=== Section Start ===
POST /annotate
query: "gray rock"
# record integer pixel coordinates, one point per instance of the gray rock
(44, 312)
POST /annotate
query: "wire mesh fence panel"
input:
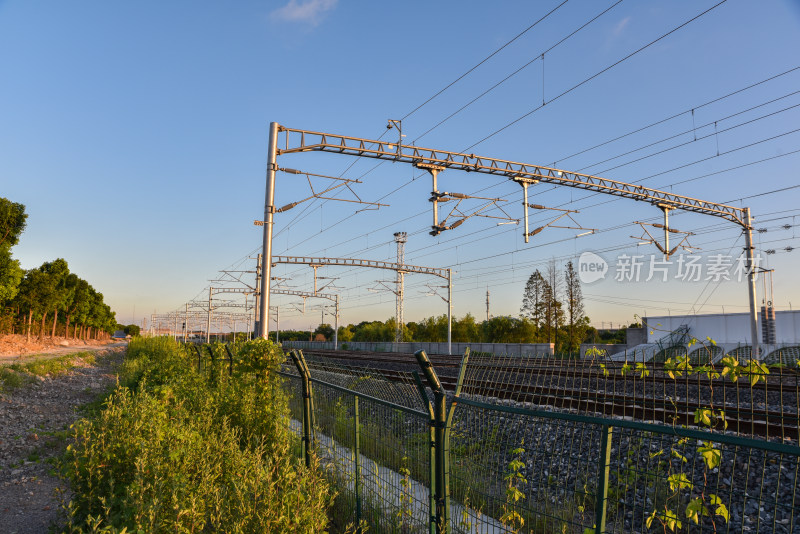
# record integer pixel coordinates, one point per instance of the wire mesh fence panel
(551, 445)
(661, 482)
(379, 456)
(752, 399)
(512, 472)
=== Section End ===
Assignment » Repeat the material above in full and exactly, apart from the pictures.

Expected answer »
POST /annotate
query: "gray rock"
# record integer pixel coordinates, one point per instance of the gray rock
(44, 312)
POST /annotate
query: "wire mesh fence panel"
input:
# record integer pixel coordinates, one point per instance of the wire mesh fence panel
(551, 445)
(661, 482)
(379, 456)
(752, 399)
(512, 472)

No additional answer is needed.